• Raw data:
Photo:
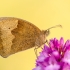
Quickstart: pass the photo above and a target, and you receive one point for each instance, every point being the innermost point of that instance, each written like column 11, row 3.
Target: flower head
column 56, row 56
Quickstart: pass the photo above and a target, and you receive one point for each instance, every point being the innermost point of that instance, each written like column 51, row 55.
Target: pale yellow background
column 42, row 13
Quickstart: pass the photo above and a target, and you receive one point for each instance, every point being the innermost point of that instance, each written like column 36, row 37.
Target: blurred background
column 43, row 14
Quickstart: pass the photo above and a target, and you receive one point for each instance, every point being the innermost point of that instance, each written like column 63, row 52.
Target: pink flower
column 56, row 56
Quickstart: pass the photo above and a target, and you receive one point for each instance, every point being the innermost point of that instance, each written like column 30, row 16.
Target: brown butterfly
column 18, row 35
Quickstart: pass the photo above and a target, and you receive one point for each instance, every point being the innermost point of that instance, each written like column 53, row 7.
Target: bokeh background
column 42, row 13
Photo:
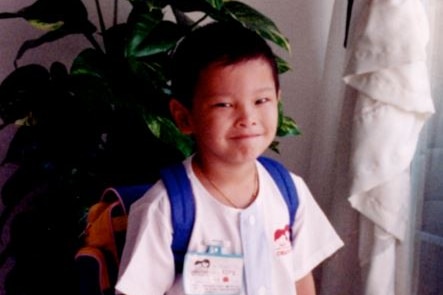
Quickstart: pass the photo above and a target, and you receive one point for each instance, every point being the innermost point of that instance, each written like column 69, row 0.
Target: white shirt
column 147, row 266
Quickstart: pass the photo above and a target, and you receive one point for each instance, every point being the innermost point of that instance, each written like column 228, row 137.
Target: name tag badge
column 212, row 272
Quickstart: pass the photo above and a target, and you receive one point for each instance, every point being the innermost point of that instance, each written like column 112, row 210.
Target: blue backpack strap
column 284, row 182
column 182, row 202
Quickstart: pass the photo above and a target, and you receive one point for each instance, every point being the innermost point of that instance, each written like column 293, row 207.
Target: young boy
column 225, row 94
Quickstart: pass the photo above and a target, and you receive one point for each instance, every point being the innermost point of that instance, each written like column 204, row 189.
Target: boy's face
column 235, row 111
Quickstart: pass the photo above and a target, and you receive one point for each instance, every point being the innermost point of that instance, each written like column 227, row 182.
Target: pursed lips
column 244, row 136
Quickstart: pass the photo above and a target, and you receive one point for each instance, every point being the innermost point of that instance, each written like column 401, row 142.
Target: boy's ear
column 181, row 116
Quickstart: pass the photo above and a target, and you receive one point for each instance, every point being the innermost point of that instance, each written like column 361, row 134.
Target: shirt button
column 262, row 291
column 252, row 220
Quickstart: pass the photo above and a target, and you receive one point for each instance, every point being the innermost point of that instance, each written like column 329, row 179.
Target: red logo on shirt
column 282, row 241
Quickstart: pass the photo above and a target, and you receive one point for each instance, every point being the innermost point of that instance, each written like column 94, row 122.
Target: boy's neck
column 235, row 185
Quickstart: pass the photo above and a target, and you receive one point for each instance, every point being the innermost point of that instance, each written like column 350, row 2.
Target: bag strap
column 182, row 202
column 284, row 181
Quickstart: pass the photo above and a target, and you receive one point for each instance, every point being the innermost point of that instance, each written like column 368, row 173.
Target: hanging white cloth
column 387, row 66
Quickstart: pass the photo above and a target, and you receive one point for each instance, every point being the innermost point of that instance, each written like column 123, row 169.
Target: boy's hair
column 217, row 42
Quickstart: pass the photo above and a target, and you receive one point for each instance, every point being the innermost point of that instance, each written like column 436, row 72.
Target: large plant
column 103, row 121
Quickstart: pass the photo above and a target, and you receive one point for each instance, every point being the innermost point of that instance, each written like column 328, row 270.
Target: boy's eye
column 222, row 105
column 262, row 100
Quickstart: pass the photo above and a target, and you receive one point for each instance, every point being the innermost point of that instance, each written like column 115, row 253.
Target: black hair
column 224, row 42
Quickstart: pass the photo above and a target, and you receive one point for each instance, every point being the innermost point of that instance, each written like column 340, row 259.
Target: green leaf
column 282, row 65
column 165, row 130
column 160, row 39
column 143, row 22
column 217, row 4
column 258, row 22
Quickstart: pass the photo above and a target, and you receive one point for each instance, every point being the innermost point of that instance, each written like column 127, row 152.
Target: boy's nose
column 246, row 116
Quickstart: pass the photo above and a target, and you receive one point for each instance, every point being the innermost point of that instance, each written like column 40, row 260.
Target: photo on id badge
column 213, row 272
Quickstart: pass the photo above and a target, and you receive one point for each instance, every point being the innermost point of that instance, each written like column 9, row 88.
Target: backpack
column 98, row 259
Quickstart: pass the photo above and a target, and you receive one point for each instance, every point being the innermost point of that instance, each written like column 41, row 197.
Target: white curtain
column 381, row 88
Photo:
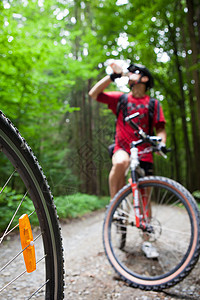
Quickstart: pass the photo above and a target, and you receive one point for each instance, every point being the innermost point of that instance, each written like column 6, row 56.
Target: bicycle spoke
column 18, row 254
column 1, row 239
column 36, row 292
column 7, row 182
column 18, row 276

• Work required:
Please update the lines from the line with "127, row 152." to the line with "column 246, row 116", changing "boy's nose" to "boy's chin" and keeping everything else the same.

• Written response:
Quickstart: pass the photo above and a target, and you receive one point for each instance, every point being the innermost point of that instance, each written like column 127, row 152.
Target: boy's chin
column 246, row 116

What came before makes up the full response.